**Directions**
Reproduce every line of the listing below, requests included, and shift each point coordinate in the answers by adding -95 to it. Leave the numbers in the requests and in their format samples unchanged.

**Dataset rows on where objects appear**
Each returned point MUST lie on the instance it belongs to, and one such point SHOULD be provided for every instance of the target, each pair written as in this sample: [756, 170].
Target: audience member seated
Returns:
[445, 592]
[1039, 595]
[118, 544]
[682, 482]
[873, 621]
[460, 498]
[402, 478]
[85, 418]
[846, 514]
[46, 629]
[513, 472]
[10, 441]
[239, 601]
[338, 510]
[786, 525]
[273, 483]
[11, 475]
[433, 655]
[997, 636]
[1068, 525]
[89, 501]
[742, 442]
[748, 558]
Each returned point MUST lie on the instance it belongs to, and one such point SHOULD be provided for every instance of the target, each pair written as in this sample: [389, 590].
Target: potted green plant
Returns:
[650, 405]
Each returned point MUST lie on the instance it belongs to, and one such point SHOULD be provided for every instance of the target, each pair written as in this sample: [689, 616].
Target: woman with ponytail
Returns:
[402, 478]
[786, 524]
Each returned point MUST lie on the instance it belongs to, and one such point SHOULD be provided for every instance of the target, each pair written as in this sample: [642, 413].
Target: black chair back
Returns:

**Answer below**
Each returned point MUST lie on the instance it belongs to, and one such point SHOULD be provided for every instance of the target, each pair written as in this sample: [756, 170].
Target: audience member seated
Returns:
[350, 497]
[944, 500]
[23, 449]
[587, 387]
[778, 526]
[365, 403]
[307, 383]
[-10, 323]
[751, 419]
[-49, 534]
[418, 377]
[-85, 346]
[144, 506]
[243, 415]
[691, 430]
[178, 388]
[-84, 380]
[338, 560]
[902, 541]
[973, 430]
[-6, 406]
[647, 347]
[653, 463]
Each returned point MUST lie on the instance it belongs to, and one such point SHOULD be provided for every instance of the target, each pair written as in this sample: [389, 590].
Target: potted green plant
Returns:
[555, 310]
Each returned point MUST lie on the instance it belongs to, and one such point SHOULD be provided for every instance of the target, each pair written as in this sample: [689, 616].
Target: woman with ponytail
Returns:
[307, 383]
[691, 429]
Each returned point MUST lie on the instance it belongs to, and one such point SHOULD be provided for every instance of the target, each pair written as in this sample: [642, 413].
Target: black chair back
Returns:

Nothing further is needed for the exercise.